Available records:
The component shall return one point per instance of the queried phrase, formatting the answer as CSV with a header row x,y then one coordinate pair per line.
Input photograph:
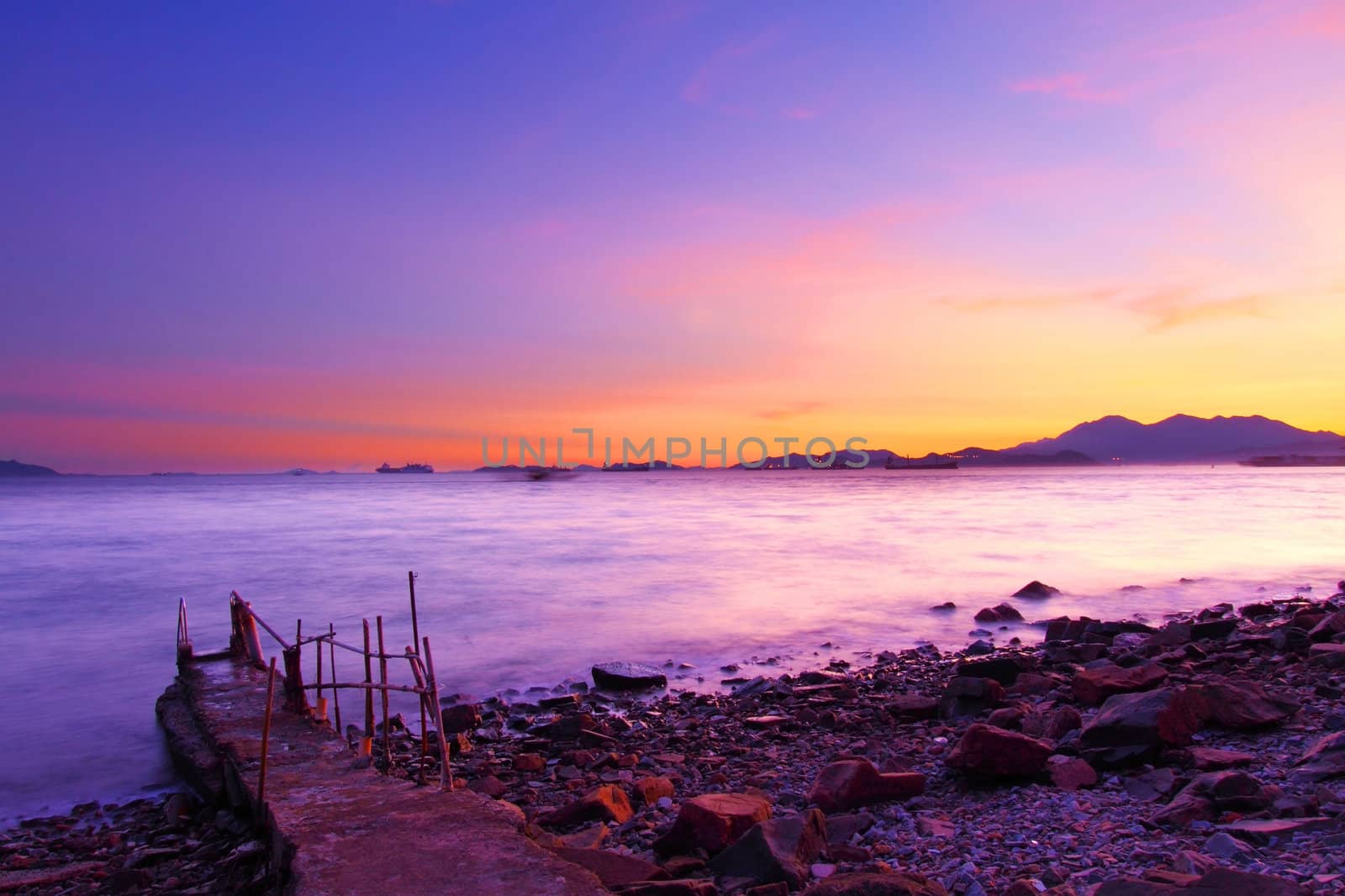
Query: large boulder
x,y
1328,656
965,697
1210,794
603,804
878,884
1244,704
777,851
1100,683
1130,727
993,752
614,869
854,782
1052,724
1001,669
712,822
1324,759
629,676
1036,591
1221,882
1001,613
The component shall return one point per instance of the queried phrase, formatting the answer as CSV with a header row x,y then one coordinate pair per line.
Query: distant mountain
x,y
1013,458
15,468
1181,439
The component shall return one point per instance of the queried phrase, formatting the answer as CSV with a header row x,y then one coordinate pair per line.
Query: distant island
x,y
15,468
1258,441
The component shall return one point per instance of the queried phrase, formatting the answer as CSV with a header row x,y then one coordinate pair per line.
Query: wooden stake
x,y
266,735
446,774
369,694
382,680
410,582
335,694
414,660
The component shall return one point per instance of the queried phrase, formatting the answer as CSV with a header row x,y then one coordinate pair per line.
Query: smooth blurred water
x,y
528,582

Required task:
Could you copy all of the rows above word for word, leaving out the picture?

Completed exercise:
The component shall return one point per instance of the queried phrase, formatting the answer as CSV with a header row x,y then one coordinate pair per line.
Input photograph:
Query: large boulder
x,y
1328,656
965,697
1210,794
603,804
878,884
1244,704
777,851
1100,683
1130,727
993,752
614,869
854,782
1052,724
1001,669
712,822
1324,759
629,676
1036,591
1221,882
1001,613
The component shall return one point per instance of the queried phrase, formatting the answer as CSV with a header row x,y then one coordinate pair per line.
Query: distant mountain
x,y
1013,458
15,468
1181,439
The component shall return one point per instance of the queried phrase, formatting the answer as CSV with a header row x,y then one coordinate pair per line.
Query: distant island
x,y
15,468
1258,441
The component shall return one point per instance of the queried phrase, formatting the answer as CSV with a header row x,y then one coordinate pair per line.
Query: wooden stake
x,y
266,735
446,774
369,694
382,680
410,582
335,694
414,660
The component shall return one point per instance of the queried phrase, formatting the answer as CSV with a header row x,y then one coordinate pair per line.
Query: smooth blurred water
x,y
528,582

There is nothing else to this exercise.